--- START Supplied material ---

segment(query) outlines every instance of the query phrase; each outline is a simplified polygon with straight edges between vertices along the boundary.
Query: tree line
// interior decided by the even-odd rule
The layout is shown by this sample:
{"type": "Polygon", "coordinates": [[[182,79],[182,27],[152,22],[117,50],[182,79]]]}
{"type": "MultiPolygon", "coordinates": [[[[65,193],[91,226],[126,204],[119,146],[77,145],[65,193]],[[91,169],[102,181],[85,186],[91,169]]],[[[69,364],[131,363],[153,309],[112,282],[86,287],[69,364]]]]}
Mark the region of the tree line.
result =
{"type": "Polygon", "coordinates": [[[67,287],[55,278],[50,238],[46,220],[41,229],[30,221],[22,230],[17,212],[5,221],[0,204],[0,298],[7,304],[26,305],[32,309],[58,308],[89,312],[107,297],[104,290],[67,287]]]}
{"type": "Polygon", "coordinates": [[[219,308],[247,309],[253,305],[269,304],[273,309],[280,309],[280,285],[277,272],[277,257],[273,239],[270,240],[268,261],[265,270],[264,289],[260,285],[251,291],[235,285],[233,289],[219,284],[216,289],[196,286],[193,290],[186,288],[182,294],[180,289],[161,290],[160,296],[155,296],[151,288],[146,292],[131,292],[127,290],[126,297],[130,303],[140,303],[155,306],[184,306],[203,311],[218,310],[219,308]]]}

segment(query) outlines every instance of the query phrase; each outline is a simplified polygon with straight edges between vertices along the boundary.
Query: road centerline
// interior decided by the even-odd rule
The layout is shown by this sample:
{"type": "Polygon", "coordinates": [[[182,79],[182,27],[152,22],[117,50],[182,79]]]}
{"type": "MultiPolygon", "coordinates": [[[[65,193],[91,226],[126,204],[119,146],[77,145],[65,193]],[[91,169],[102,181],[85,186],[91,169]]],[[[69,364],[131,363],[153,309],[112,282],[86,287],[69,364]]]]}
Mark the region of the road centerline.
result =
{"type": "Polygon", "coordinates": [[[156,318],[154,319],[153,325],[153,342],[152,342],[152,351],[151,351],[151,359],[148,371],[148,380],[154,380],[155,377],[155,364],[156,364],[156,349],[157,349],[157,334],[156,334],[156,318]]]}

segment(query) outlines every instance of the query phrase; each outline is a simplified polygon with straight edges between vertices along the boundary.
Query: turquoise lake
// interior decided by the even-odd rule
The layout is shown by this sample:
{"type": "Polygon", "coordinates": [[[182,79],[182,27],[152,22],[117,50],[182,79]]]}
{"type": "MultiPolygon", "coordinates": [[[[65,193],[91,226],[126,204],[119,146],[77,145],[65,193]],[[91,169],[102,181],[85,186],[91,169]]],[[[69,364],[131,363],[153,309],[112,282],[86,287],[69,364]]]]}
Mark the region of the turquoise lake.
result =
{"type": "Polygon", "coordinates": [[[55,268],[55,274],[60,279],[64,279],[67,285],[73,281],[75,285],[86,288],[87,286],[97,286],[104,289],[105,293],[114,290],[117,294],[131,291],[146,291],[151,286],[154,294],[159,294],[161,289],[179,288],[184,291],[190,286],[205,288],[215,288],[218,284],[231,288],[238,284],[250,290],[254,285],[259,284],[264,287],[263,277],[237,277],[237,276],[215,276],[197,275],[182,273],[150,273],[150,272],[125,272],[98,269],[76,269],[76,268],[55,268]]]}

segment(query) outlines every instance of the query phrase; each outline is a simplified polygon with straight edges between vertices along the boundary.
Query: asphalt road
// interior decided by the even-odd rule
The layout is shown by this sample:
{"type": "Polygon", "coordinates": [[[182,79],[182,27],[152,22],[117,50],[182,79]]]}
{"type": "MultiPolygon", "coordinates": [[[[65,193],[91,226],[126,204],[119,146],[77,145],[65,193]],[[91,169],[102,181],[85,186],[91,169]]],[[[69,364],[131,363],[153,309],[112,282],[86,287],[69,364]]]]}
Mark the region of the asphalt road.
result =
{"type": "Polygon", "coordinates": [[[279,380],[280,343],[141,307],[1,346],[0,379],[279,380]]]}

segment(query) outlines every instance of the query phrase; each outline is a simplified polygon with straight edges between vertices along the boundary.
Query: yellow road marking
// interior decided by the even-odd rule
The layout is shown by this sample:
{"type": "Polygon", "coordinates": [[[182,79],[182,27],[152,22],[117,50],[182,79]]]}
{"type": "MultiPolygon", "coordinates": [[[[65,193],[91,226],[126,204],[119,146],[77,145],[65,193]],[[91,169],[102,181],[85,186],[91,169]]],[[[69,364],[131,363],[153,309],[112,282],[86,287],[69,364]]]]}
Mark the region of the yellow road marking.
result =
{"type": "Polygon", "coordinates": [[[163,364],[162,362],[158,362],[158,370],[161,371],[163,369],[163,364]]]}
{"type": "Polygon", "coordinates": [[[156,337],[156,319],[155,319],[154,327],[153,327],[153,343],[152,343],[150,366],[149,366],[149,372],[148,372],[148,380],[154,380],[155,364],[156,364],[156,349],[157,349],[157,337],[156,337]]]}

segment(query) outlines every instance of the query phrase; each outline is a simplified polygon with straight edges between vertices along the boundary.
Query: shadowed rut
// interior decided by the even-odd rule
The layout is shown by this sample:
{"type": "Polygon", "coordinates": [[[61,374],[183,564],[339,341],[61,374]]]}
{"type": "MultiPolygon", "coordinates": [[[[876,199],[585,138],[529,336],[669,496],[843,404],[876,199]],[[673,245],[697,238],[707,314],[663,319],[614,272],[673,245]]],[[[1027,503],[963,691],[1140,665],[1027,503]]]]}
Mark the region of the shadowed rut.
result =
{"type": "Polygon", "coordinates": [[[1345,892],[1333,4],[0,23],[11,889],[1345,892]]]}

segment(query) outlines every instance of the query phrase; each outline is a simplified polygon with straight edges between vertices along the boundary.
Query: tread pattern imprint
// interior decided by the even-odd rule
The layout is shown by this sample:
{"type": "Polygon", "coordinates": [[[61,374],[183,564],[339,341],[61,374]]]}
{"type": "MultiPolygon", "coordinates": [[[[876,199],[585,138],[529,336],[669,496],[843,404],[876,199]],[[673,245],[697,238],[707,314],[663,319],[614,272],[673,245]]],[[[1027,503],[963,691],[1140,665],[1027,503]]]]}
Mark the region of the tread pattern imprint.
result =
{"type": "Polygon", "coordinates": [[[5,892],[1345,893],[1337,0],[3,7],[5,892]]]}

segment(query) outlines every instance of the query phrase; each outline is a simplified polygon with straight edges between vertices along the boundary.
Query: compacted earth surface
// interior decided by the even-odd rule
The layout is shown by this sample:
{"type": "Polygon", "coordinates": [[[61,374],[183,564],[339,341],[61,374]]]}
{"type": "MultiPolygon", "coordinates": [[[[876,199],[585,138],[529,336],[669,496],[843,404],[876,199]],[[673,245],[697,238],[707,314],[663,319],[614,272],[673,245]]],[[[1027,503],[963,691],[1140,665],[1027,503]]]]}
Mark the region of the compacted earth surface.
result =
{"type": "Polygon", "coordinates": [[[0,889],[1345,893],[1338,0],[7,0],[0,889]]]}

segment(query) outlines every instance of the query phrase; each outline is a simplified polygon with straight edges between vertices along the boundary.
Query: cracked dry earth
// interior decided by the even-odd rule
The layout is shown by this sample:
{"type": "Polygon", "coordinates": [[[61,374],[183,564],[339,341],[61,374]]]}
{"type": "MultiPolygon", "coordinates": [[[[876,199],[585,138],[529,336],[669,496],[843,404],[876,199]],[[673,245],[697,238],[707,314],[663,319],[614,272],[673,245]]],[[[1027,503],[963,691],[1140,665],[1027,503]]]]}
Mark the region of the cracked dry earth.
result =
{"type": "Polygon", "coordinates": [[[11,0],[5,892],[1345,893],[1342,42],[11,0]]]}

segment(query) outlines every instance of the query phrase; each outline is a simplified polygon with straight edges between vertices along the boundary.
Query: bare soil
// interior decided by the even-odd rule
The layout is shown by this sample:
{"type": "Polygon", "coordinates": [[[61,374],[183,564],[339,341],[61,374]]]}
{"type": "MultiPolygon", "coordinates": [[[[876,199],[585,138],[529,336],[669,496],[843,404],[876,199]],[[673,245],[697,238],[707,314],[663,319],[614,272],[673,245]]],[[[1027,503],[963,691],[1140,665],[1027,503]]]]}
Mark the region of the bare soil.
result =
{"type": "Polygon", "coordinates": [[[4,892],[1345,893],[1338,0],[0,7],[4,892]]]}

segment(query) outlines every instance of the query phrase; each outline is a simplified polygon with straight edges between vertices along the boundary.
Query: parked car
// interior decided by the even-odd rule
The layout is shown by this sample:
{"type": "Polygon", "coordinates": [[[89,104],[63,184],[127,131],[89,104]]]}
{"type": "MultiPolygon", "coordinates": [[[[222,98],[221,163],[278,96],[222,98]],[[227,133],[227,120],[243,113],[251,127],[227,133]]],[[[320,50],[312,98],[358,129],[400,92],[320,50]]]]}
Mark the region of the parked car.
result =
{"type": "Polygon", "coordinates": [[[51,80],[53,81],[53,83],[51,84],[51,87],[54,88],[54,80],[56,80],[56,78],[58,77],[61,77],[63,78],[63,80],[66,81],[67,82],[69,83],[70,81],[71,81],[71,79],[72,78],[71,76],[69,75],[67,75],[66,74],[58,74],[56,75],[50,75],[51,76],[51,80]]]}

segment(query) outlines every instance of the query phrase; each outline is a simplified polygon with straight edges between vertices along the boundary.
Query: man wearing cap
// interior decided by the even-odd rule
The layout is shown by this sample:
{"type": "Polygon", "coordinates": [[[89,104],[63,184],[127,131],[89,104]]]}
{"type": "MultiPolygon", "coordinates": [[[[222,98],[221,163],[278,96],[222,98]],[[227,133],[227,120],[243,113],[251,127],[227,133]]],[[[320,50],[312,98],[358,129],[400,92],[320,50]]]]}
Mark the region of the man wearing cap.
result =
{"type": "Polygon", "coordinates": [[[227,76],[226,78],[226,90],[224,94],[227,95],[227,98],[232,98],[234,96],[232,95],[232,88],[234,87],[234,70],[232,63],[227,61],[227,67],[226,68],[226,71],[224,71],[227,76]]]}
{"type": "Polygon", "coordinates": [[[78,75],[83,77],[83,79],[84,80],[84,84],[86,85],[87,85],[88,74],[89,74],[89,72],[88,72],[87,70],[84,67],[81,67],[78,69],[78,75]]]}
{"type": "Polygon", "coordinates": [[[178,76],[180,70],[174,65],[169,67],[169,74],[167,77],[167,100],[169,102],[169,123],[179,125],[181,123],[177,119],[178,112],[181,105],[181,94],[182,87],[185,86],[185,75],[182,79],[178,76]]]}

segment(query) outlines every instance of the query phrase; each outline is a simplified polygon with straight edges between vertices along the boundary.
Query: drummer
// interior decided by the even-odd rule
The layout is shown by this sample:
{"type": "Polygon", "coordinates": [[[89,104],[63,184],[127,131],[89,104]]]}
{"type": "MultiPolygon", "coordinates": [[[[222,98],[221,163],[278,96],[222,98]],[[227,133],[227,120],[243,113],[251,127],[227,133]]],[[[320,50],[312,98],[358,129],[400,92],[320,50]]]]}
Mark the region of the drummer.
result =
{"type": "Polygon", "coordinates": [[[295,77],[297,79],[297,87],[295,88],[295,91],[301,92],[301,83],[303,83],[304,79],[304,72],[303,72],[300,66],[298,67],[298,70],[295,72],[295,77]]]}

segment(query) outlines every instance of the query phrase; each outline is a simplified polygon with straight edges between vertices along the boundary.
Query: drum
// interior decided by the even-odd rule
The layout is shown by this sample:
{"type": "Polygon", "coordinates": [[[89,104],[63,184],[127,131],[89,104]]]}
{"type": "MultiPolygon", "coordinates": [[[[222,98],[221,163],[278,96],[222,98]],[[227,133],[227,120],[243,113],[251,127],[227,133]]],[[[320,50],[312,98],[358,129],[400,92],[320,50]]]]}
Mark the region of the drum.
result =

--- END Supplied material ---

Gather every line of the entries that contains the string "shadowed" and copy each one out.

Query: shadowed rut
Mark the region of the shadowed rut.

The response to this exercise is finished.